**GIVEN EXERCISE**
Return every line of the material below that contains the word "small".

**DATA PROVIDED**
......
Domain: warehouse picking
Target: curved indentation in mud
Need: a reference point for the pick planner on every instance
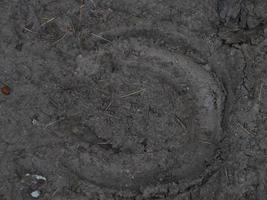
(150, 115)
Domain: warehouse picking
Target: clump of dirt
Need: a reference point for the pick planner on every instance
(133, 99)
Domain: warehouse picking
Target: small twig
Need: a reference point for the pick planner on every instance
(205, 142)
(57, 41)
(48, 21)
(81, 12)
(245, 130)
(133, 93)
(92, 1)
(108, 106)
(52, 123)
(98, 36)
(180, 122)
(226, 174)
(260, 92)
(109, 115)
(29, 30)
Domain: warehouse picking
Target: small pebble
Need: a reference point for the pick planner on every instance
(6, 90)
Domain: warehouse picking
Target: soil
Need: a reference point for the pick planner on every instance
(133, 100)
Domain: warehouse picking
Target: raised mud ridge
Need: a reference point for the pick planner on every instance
......
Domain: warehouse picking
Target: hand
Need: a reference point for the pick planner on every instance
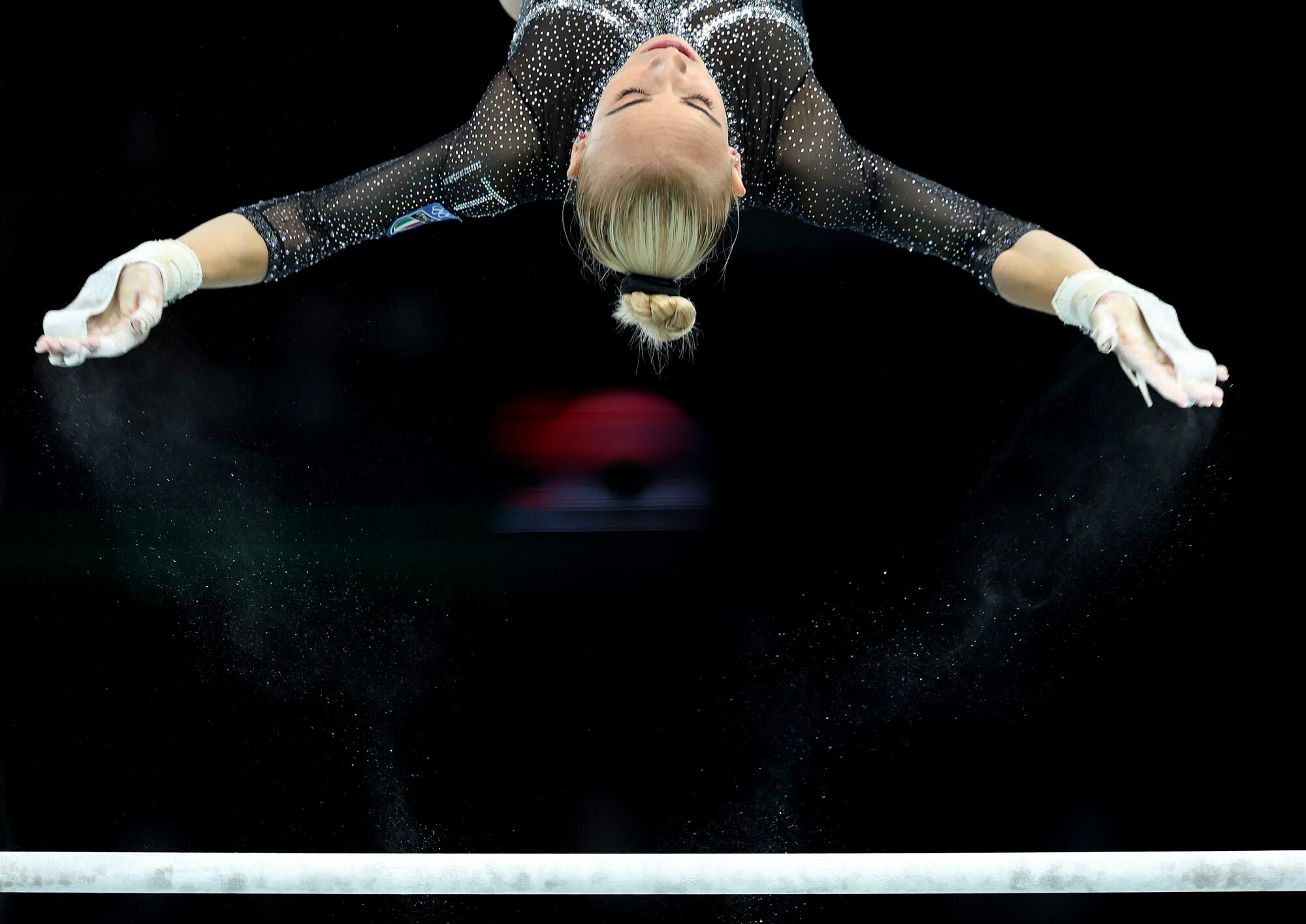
......
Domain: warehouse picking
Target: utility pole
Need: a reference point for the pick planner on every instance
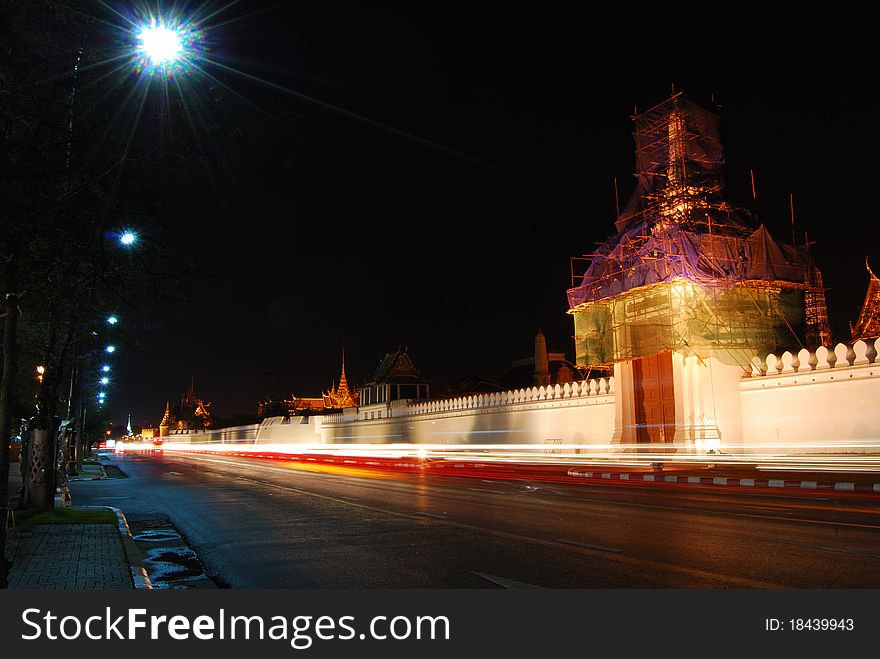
......
**THE OUTPUT**
Target: small twig
Target: small pebble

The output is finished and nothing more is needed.